*Dataset*:
........

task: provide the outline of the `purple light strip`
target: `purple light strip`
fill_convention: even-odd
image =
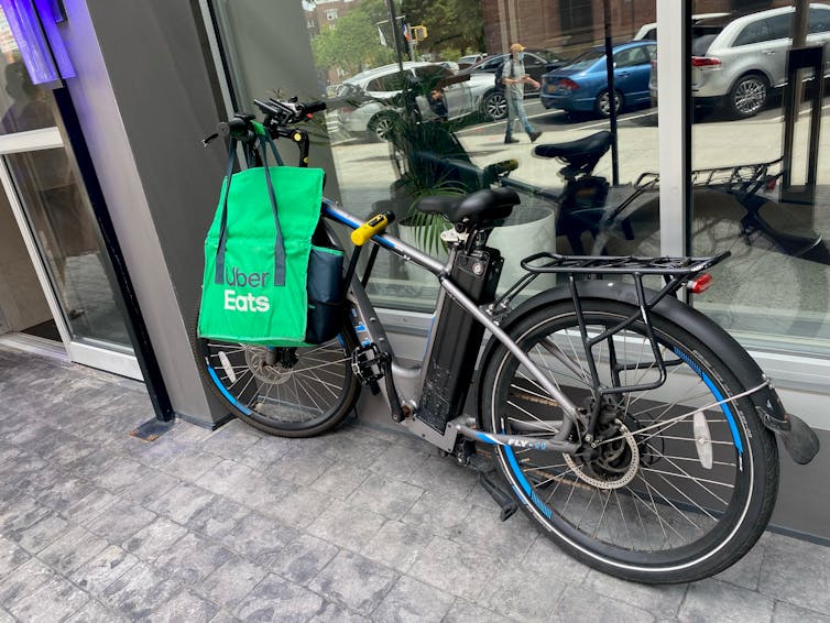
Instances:
[[[32,0],[0,0],[32,83],[42,85],[56,83],[61,77],[74,77],[75,68],[55,23],[54,0],[34,1],[36,8]],[[59,86],[59,83],[53,86]]]

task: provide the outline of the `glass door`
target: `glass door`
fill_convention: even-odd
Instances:
[[[0,15],[0,184],[53,318],[24,332],[73,361],[141,379],[106,247],[53,91],[34,85]]]

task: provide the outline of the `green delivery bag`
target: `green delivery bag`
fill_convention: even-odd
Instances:
[[[308,261],[324,172],[270,167],[264,136],[260,146],[264,166],[232,174],[231,144],[219,206],[205,240],[199,335],[301,346],[306,339]],[[273,142],[270,146],[277,155]]]

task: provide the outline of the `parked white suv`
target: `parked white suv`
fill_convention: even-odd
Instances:
[[[397,64],[384,65],[343,80],[337,90],[337,98],[343,100],[337,111],[340,125],[354,136],[386,141],[403,112],[397,96],[407,85],[446,83],[441,88],[441,109],[430,105],[423,94],[417,95],[424,119],[459,119],[482,112],[483,98],[493,90],[493,76],[489,74],[459,77],[441,65],[423,62],[406,62],[403,72],[402,75]]]
[[[700,20],[692,26],[691,92],[696,105],[721,105],[734,117],[757,114],[769,90],[787,81],[795,9],[782,7],[740,18]],[[830,6],[809,7],[807,45],[824,46],[830,75]],[[648,85],[657,97],[656,61]]]

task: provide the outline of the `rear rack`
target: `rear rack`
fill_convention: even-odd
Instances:
[[[749,193],[754,195],[763,186],[777,181],[784,174],[782,164],[784,159],[754,164],[738,164],[733,166],[716,166],[698,168],[691,172],[692,186],[707,186],[727,193]],[[659,184],[658,173],[643,173],[637,177],[634,186],[637,188],[656,189]]]
[[[668,295],[676,296],[677,291],[685,283],[717,263],[722,262],[729,258],[729,251],[724,251],[723,253],[711,258],[620,258],[558,255],[556,253],[547,252],[536,253],[522,260],[522,267],[527,271],[527,274],[513,284],[498,300],[490,304],[487,307],[487,313],[494,317],[506,314],[512,299],[542,274],[566,274],[568,276],[567,287],[570,292],[574,310],[576,312],[577,321],[579,324],[580,338],[585,345],[585,351],[589,353],[587,364],[591,374],[593,397],[597,398],[597,404],[600,404],[601,398],[605,396],[634,391],[654,390],[666,382],[666,368],[668,365],[678,364],[680,359],[673,358],[669,361],[666,361],[655,337],[651,310],[663,298]],[[633,285],[637,298],[636,309],[627,318],[607,328],[599,335],[588,334],[585,313],[582,310],[582,302],[579,294],[580,283],[585,284],[586,280],[591,278],[591,275],[631,275],[634,277]],[[643,284],[643,280],[647,276],[663,277],[663,287],[659,291],[647,289]],[[644,332],[651,345],[652,354],[654,356],[654,363],[648,363],[648,365],[656,365],[659,378],[653,382],[643,381],[633,385],[622,385],[619,374],[614,374],[613,384],[611,386],[603,386],[600,382],[597,361],[593,356],[594,349],[602,348],[601,345],[604,340],[610,339],[612,336],[624,331],[635,324],[643,325]],[[625,364],[616,369],[616,371],[638,369],[640,367],[640,363]],[[591,414],[591,417],[596,418],[598,413],[598,411],[594,411]]]

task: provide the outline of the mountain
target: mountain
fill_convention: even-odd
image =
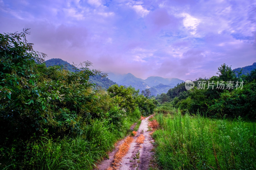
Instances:
[[[246,75],[248,74],[250,74],[251,73],[251,71],[255,69],[256,69],[256,63],[254,63],[252,65],[245,66],[242,68],[239,67],[233,70],[233,71],[236,74],[236,75],[237,77],[238,76],[238,73],[236,71],[239,72],[242,69],[243,70],[242,70],[242,74],[244,74]]]
[[[183,82],[181,80],[175,78],[166,78],[159,77],[151,76],[145,80],[144,82],[150,87],[156,86],[160,84],[174,87],[178,83],[181,83]]]
[[[70,71],[74,72],[76,70],[75,67],[72,64],[60,58],[52,58],[45,61],[45,62],[47,67],[54,65],[62,66],[64,69],[69,70]]]
[[[71,71],[75,71],[72,65],[60,58],[52,58],[45,61],[45,63],[47,67],[62,65],[64,69]],[[99,75],[91,77],[89,80],[103,89],[107,89],[116,83],[119,85],[126,87],[131,85],[136,90],[139,89],[140,92],[149,89],[151,92],[151,95],[154,96],[163,92],[166,93],[170,89],[173,88],[178,83],[184,82],[178,78],[166,78],[156,76],[149,77],[143,80],[136,77],[130,73],[120,74],[110,73],[108,74],[108,76],[107,78],[102,77]]]
[[[137,78],[130,73],[124,75],[118,75],[110,73],[108,74],[108,78],[116,81],[119,85],[128,87],[131,85],[136,90],[139,89],[140,91],[149,88],[149,87],[141,78]]]
[[[74,72],[76,70],[72,65],[60,58],[52,58],[45,61],[45,65],[47,67],[54,65],[62,65],[64,69],[70,71]],[[113,85],[116,84],[109,78],[102,77],[100,76],[97,75],[95,76],[90,76],[89,81],[92,83],[96,84],[97,86],[101,87],[103,89],[107,89]]]
[[[178,83],[184,81],[176,78],[166,78],[160,77],[151,76],[145,80],[137,78],[130,73],[126,74],[118,74],[113,73],[108,74],[108,78],[116,82],[119,85],[126,86],[132,86],[141,92],[148,89],[151,95],[156,96],[158,94],[166,93],[170,88],[174,87]]]
[[[173,88],[175,86],[165,85],[161,83],[148,89],[151,92],[151,95],[156,96],[158,94],[161,94],[163,93],[166,93],[170,89]]]

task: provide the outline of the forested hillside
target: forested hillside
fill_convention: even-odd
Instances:
[[[131,85],[136,90],[139,89],[141,92],[148,89],[150,91],[150,94],[148,93],[149,96],[156,96],[157,94],[166,93],[170,88],[184,82],[178,78],[166,78],[156,76],[151,76],[143,80],[136,77],[130,73],[124,75],[110,73],[108,77],[119,85],[127,87]]]
[[[61,66],[63,69],[71,72],[76,71],[75,66],[60,58],[52,58],[45,62],[45,65],[47,67],[50,66],[59,65]],[[116,84],[109,78],[99,75],[90,76],[89,81],[92,83],[95,84],[96,88],[101,88],[104,89],[107,89],[111,85]]]
[[[170,89],[164,101],[180,108],[182,113],[195,114],[199,110],[202,115],[213,117],[256,118],[256,69],[239,78],[226,64],[218,70],[219,76],[194,81],[193,89],[186,90],[185,83]],[[158,101],[164,102],[163,99],[159,98]]]
[[[233,71],[236,77],[242,75],[247,76],[251,73],[251,72],[256,69],[256,63],[254,63],[252,65],[235,69]]]
[[[28,31],[0,34],[0,168],[92,169],[157,102],[132,87],[95,90],[90,77],[106,75],[88,61],[47,67]]]

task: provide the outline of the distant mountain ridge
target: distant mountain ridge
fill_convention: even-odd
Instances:
[[[45,61],[45,65],[47,67],[54,65],[62,65],[64,69],[67,69],[70,71],[74,72],[76,69],[72,64],[60,58],[52,58]],[[102,77],[97,75],[95,76],[90,76],[89,80],[92,83],[96,84],[97,86],[102,88],[107,89],[116,83],[106,77]]]
[[[256,69],[256,62],[254,63],[252,65],[251,65],[245,66],[242,68],[239,67],[233,70],[233,71],[234,72],[235,74],[236,74],[236,75],[237,77],[238,76],[237,72],[239,72],[242,69],[243,69],[242,74],[247,75],[248,74],[251,74],[251,72],[255,69]]]
[[[167,78],[158,76],[151,76],[145,80],[137,78],[130,73],[126,74],[108,74],[108,77],[119,85],[133,87],[140,92],[148,89],[151,95],[156,96],[157,94],[166,93],[170,88],[184,81],[175,78]]]

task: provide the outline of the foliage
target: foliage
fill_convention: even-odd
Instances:
[[[73,72],[46,67],[28,30],[0,34],[0,167],[92,169],[141,113],[153,112],[153,99],[140,107],[131,87],[95,90],[90,78],[106,75],[88,61]]]
[[[48,67],[55,65],[60,66],[64,70],[74,72],[78,70],[74,65],[74,64],[71,64],[66,61],[64,61],[60,58],[52,58],[45,61],[45,65]],[[93,84],[95,84],[95,87],[97,89],[101,88],[107,89],[116,83],[108,78],[100,75],[95,75],[90,76],[90,81]]]
[[[240,116],[248,119],[256,118],[254,104],[256,100],[256,70],[252,71],[250,75],[243,75],[238,78],[231,67],[225,63],[218,69],[219,76],[196,79],[193,81],[195,86],[192,89],[186,90],[183,83],[168,91],[166,95],[170,97],[169,99],[164,100],[162,96],[159,96],[156,99],[161,103],[170,102],[176,108],[180,108],[182,114],[188,111],[195,114],[199,110],[201,115],[212,117],[222,117],[226,115],[230,117]],[[236,82],[241,85],[242,82],[242,86],[236,87]],[[199,86],[202,82],[205,83],[204,88],[199,88],[202,87]],[[208,87],[208,83],[213,85]],[[232,88],[226,88],[228,83],[232,83]],[[225,88],[221,87],[220,83],[223,83]],[[162,95],[165,96],[164,94]]]
[[[173,109],[173,108],[172,108]],[[174,109],[174,110],[175,110]],[[163,169],[256,168],[255,123],[193,116],[179,111],[154,116],[156,156]]]
[[[240,75],[242,75],[247,76],[250,74],[251,71],[256,69],[256,63],[254,63],[252,65],[244,67],[243,67],[237,68],[233,70],[233,71],[236,74],[237,77],[239,77]],[[239,74],[240,72],[241,73]]]

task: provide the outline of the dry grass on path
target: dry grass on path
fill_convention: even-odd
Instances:
[[[117,169],[117,167],[119,166],[119,163],[120,162],[129,150],[130,144],[133,140],[132,137],[129,136],[126,137],[124,143],[122,144],[118,148],[118,151],[115,155],[115,159],[114,162],[112,163],[112,166],[109,166],[107,170],[113,170]]]

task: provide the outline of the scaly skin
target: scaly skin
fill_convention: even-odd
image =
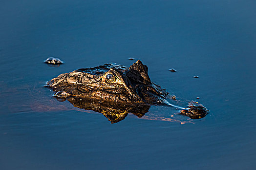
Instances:
[[[128,113],[142,116],[150,105],[166,104],[170,98],[165,89],[151,82],[148,67],[139,60],[129,68],[109,63],[79,69],[60,75],[47,86],[56,92],[55,97],[67,98],[76,107],[102,113],[111,122],[123,119]],[[189,111],[192,108],[180,113],[202,118],[208,111],[200,107],[192,109],[193,114]]]

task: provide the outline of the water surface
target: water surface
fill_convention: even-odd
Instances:
[[[255,169],[256,7],[238,0],[1,1],[0,169]],[[51,56],[65,63],[49,67]],[[132,115],[110,124],[43,87],[79,68],[129,66],[129,57],[178,98],[199,97],[210,113],[183,124]],[[175,113],[152,106],[144,118],[187,120]]]

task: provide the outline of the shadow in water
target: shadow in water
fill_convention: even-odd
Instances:
[[[65,101],[65,99],[56,99],[59,102]],[[128,104],[74,97],[67,98],[67,100],[76,107],[102,113],[111,123],[123,120],[129,113],[141,118],[149,112],[150,107],[148,104]]]

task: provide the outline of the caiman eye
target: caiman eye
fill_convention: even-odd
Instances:
[[[106,76],[106,81],[109,83],[115,83],[116,78],[111,74],[108,74]]]

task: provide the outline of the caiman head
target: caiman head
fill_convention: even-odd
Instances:
[[[164,103],[166,90],[151,82],[138,60],[129,68],[115,63],[62,74],[47,83],[60,98],[73,97],[118,102]]]

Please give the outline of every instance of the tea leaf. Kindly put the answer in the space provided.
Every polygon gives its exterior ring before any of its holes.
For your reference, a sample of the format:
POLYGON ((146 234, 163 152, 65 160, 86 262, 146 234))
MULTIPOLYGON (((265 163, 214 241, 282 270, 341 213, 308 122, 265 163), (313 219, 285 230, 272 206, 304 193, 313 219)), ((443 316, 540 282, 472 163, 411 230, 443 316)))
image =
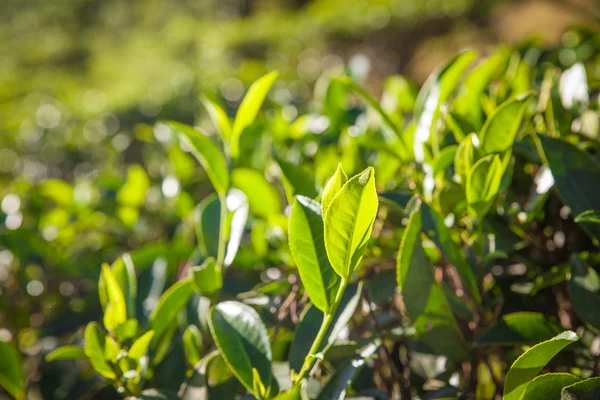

........

Repeat the stretch from the line containing "task: provide the outline of the water" through the end of the items, requests included and pictures left out, adding 13 to every point coordinate in the outlines. Keep every number in the requests and their format samples as it is.

*Solution*:
task: provide the outline of the water surface
target: water surface
fill_convention: even-odd
Instances:
[[[268,182],[269,20],[251,13],[14,14],[13,182]],[[64,69],[78,76],[62,80]],[[145,128],[123,137],[56,100],[92,81],[142,79],[142,70],[191,111],[212,110],[223,126],[196,137]],[[188,126],[165,119],[157,131],[200,133]]]

task: provide the outline of the shadow in water
target: shadow in water
fill_convention: even-odd
Instances:
[[[78,114],[78,112],[69,112],[72,115]],[[141,117],[87,110],[80,111],[80,113],[89,120],[115,126],[124,136],[136,133],[142,126],[154,131],[162,125],[163,120],[161,117]]]

task: provide the outline of the caiman eye
target: caiman eye
fill_convention: even-odd
Instances:
[[[119,89],[119,94],[122,96],[128,96],[129,91],[124,87],[121,87]]]

task: provide the outline of the caiman head
target: caiman head
fill_convention: even-odd
Instances:
[[[177,116],[179,103],[164,95],[151,73],[142,81],[128,76],[75,87],[60,96],[73,111],[86,110],[131,115]]]

Please give the outline of every instance of the tea leaf. Kindly put the answer in the space provided.
Every polygon gives its exterior ring before any of its holes.
For your reference, a sample of the format:
POLYGON ((146 234, 163 152, 65 160, 86 262, 146 234))
MULTIPOLYGON (((265 163, 214 241, 282 270, 341 213, 308 122, 265 163), (313 219, 285 230, 272 206, 304 193, 313 219)), ((443 316, 540 282, 472 163, 411 230, 443 316)))
image =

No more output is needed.